Maria Castillo spent $18,400 on a whole-home energy retrofit in 2024. New insulation in the attic and crawlspace, a heat pump replacing a twenty-year-old gas furnace. Air sealing around every window and door, measured by a blower door test that confirmed her contractor had reduced infiltration by 42 percent. An energy model, generated by her utility's rebate program software, projected annual savings of $1,920, which meant a payback period of under ten years and a significant reduction in her natural gas consumption through the Colorado winters.
Her actual savings after twelve months of utility bills: $408. Not $1,920. Not even close to $1,920. A 3.4 percent reduction in total energy costs where the software had promised twenty-five, and she is not unusual, not unlucky, not a statistical outlier living in a poorly oriented house with bad ductwork and teenagers who leave every window open from October to March.
A systematic review published in the Annual Review of Resource Economics examined 39 evaluations of 23 residential retrofit programs spanning 1984 to 2021, covering 140,977 retrofitted households whose post-retrofit energy consumption was measured with actual billing data. Not modeled. Not simulated. Measured. Average reduction in electricity or fuel consumption across the entire sample: 7.2 percent. None of the programs in the sample achieved deep energy savings of 50 percent or greater.
That number understates the problem. Many households use both electricity and natural gas, so total household energy savings were almost certainly smaller than 7.2 percent because the studies measured individual fuel types, not combined consumption. And the review found something that should worry anyone commissioning an energy model: reported savings decreased as study rigor increased. Programs evaluated with weak methodologies claimed higher savings. Programs evaluated with randomized controlled trials and matched comparison groups found less.

[PROMPT]
In the text on home energy retrofits, what average reduction in electricity or fuel consumption did the systematic review find across its sample?

[RECORDED INFORMATION]
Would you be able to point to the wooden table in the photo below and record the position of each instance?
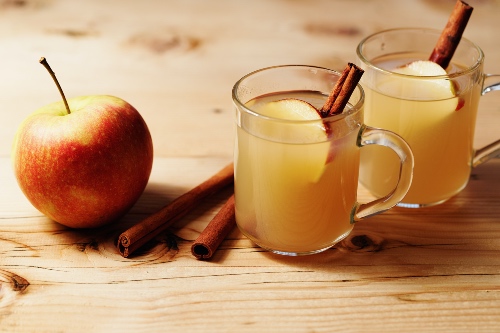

[THE RESPONSE]
7.2 percent